**Consignes:**
• a. Énumère tous les animaux mentionnés dans l'extrait.
• b. Renvoie chaque ligne des enregistrements qui contient le mot « tropical », en tenant compte de la casse.

**Extrait:**
---
Le marché vietnamien : la fête des sens !
Photo : Gérard/CVN

Toute ouïe

Ce sont les claquements sourds du marteau du menuisier ou les morsures grinçantes de la scie du ferronnier là-bas, au bout de la rue. Mais c’est aussi le sifflement du mainate perché dans sa cage au balcon d’une vieille maison, le cliquètement sec du margouillat qui se cache derrière le rideau. Ce sont les coassements des crapauds blottis dans la rizière qui troublent la nuit de ce petit village niché au fond d’une vallée. C’est le bruit lancinant des gouttes de pluie qui s’écrasent sur la toiture de latanier de cette petite maison dans la montagne. C’est le battement monotone du pilon hydraulique à riz, installé à l’entrée du village. C’est le vent qui gronde en s’engouffrant dans les voiles de la jonque qui zigzague entre les îlots des grandes baies. C’est une symphonie qui conjugue le passé, le présent et l’avenir, et qui berce ma vie chaque jour.

Yeux grands ouverts

Des lycéennes portant des áo dài blancs.
Photo : Nhât Anh/VNA/CVN

Mieux qu’un tableau impressionniste, le Vietnam, c’est aussi un nuancier de couleurs.
---
**Données:**
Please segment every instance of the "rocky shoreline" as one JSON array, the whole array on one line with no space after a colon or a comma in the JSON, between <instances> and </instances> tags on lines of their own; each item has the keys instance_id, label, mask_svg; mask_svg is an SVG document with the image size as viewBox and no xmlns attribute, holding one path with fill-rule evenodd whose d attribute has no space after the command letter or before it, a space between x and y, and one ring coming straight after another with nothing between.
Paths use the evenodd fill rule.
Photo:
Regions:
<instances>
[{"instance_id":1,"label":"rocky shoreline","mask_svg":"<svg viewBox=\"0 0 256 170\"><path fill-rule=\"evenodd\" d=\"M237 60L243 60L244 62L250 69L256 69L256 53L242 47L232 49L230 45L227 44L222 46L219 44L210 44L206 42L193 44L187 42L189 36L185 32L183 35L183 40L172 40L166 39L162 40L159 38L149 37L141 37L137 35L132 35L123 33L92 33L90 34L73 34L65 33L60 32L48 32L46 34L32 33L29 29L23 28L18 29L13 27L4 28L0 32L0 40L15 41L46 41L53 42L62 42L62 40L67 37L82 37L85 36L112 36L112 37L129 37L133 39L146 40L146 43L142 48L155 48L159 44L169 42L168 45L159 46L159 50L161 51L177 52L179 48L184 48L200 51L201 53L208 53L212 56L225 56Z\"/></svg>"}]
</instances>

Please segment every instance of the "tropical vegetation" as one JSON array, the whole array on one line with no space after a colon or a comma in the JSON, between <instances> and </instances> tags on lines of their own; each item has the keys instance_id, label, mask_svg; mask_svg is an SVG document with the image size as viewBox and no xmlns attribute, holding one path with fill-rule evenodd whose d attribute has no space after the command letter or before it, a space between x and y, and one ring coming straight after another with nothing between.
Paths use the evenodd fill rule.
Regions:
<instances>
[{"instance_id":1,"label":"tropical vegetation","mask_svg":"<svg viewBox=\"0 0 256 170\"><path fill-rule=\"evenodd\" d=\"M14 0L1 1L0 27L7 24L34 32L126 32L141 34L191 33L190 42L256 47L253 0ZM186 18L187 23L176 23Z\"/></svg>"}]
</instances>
---
**Réponses:**
• a.
- le mainate
- le margouillat
- les crapauds

• b.
Please segment every instance of the "tropical vegetation" as one JSON array, the whole array on one line with no space after a colon or a comma in the JSON, between <instances> and </instances> tags on lines of their own; each item has the keys instance_id, label, mask_svg; mask_svg is an SVG document with the image size as viewBox and no xmlns attribute, holding one path with fill-rule evenodd whose d attribute has no space after the command letter or before it, a space between x and y, and one ring coming straight after another with nothing between.
[{"instance_id":1,"label":"tropical vegetation","mask_svg":"<svg viewBox=\"0 0 256 170\"><path fill-rule=\"evenodd\" d=\"M14 0L1 1L0 27L7 24L34 32L126 32L141 34L191 33L190 42L256 47L253 0ZM186 18L187 23L176 23Z\"/></svg>"}]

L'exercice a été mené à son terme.